=== Aufgabe A ===
Tippe aus der Rezension zu „Statement Of Liberty“ den Abschnitt von „René Francke“ bis „alten Hood ein.“ wortgetreu ab.
=== Aufgabe B ===
Fasse den Absatz der Rezension, der mit „Mit zwei extrem tiefgestimmten Gitarren“ beginnt, als kurze Stichpunktliste zusammen und behalte dabei die wichtigsten Fakten bei.

=== Artikel ===
**********

Peoples Temper - Statement Of Liberty
Statement Of Liberty Spielzeit: 47:53
Medium: CD
Label: Bacillus Records/Bellaphon, 2013
Stil: Stoner Rock

Review vom 14.11.2013


René Francke
Mit zwei extrem tiefgestimmten Gitarren, dafür ohne Bass - den man aber auch nicht wirklich vermisst - und einem Schlagzeug, bezeichnen die drei Kerle von Peoples Temper ihre Musik als »degentrifizierenden Wüsten-Rock«. Moment, wat?! Degentrifizieren? Ach so, die Herren aus dem Hessenland meinen, den Spieß der Gentrifizierung einfach umzudrehen? Quasi den an das musikalische Spießertum verlorenen Kiez zurückzuerobern, verstehe ich das richtig? Auf ihrem zweiten Album "Statement Of Liberty" rücken Peoples Temper mit schwerem und lautem Desert Rock-Baugerät an, lassen die Erde erzittern, reißen wirkungsvoll die allzu kitschigen Villen der Yuppies ab und richten sich freudestrahlend wieder häuslich in ihrer neuen alten Hood ein.

**********

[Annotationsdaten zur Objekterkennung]
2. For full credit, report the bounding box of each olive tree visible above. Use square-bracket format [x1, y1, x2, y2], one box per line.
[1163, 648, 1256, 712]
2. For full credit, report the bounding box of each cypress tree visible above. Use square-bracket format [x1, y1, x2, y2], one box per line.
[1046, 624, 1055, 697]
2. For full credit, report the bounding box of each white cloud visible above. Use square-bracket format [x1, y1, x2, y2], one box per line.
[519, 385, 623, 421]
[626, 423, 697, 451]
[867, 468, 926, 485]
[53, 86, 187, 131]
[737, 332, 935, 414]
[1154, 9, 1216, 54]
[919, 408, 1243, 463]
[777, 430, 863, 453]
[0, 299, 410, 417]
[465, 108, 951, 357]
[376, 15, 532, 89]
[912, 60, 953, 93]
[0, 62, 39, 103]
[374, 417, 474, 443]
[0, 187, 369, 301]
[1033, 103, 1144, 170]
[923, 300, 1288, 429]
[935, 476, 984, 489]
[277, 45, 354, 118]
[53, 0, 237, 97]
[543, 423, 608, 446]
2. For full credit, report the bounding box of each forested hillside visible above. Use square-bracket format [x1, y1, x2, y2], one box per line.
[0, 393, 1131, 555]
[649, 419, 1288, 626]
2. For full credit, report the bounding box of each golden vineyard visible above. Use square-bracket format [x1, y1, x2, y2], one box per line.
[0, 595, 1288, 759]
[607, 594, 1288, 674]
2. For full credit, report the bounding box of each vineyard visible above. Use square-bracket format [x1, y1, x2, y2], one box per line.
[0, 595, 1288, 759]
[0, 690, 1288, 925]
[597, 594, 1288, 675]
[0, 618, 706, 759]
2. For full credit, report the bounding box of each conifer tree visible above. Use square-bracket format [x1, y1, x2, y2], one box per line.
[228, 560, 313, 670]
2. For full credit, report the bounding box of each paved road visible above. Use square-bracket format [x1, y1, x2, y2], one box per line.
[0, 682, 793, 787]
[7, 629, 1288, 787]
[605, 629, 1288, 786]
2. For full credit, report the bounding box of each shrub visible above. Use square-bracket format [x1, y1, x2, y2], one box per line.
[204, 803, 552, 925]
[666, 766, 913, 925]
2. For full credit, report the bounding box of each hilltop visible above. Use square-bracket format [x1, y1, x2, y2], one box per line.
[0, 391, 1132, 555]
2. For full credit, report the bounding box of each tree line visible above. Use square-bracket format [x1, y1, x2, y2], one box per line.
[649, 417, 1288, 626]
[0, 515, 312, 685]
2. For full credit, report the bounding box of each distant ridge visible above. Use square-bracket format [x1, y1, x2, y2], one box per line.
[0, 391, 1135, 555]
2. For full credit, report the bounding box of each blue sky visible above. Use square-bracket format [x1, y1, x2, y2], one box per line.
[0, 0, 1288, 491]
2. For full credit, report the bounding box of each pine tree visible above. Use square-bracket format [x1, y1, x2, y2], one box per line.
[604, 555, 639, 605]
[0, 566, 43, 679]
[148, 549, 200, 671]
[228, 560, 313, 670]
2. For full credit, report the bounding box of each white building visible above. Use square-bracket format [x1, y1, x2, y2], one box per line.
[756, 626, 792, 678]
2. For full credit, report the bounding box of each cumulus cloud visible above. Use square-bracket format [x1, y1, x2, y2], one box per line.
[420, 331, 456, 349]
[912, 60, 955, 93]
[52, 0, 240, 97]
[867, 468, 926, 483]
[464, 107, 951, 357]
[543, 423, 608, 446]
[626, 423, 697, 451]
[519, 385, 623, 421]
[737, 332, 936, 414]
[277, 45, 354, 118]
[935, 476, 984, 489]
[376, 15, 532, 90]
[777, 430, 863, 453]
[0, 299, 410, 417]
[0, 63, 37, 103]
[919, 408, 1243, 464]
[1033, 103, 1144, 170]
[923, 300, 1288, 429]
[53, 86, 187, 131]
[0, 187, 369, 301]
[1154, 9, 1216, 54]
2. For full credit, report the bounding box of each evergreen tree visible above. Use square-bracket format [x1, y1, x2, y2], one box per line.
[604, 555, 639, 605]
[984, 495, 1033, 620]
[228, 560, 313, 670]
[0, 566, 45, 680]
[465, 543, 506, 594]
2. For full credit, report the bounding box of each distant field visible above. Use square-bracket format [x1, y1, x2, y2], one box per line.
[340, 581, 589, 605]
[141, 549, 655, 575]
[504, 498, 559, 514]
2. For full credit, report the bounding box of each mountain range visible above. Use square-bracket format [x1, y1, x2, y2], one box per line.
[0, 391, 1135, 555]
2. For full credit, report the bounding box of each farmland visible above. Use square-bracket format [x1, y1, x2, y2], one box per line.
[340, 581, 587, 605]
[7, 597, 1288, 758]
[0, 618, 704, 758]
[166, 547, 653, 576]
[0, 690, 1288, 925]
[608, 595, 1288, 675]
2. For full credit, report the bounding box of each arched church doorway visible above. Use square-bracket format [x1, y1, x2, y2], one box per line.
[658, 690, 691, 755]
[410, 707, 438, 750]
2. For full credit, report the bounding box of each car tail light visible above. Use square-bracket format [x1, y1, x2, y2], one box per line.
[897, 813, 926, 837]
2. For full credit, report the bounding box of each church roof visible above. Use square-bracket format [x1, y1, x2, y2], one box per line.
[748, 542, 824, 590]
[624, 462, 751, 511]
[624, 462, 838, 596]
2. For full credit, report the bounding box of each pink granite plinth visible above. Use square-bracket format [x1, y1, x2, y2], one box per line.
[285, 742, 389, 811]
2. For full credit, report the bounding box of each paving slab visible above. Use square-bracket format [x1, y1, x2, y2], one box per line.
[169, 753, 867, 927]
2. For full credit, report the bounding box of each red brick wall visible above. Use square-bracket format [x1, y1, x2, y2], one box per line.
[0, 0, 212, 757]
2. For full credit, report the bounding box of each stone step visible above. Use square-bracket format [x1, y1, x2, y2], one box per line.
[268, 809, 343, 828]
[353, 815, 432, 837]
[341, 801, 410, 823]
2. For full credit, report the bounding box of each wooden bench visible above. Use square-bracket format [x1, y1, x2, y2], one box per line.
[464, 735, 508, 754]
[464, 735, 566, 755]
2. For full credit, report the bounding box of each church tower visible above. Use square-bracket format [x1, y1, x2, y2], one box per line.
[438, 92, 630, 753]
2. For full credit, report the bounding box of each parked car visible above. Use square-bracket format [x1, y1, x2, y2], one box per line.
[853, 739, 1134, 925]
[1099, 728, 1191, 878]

**********

=== Lösung A ===
René Francke
Mit zwei extrem tiefgestimmten Gitarren, dafür ohne Bass - den man aber auch nicht wirklich vermisst - und einem Schlagzeug, bezeichnen die drei Kerle von Peoples Temper ihre Musik als »degentrifizierenden Wüsten-Rock«. Moment, wat?! Degentrifizieren? Ach so, die Herren aus dem Hessenland meinen, den Spieß der Gentrifizierung einfach umzudrehen? Quasi den an das musikalische Spießertum verlorenen Kiez zurückzuerobern, verstehe ich das richtig? Auf ihrem zweiten Album "Statement Of Liberty" rücken Peoples Temper mit schwerem und lautem Desert Rock-Baugerät an, lassen die Erde erzittern, reißen wirkungsvoll die allzu kitschigen Villen der Yuppies ab und richten sich freudestrahlend wieder häuslich in ihrer neuen alten Hood ein.

=== Lösung B ===
- Besetzung: drei Musiker mit zwei extrem tief gestimmten Gitarren und Schlagzeug, ohne Bass, den man laut Rezension nicht wirklich vermisst
- Herkunft: Hessen
- Eigene Bezeichnung der Musik: „degentrifizierender Wüsten-Rock“
- „Statement Of Liberty“ ist das zweite Album der Band
- Klang: schwerer, lauter Desert Rock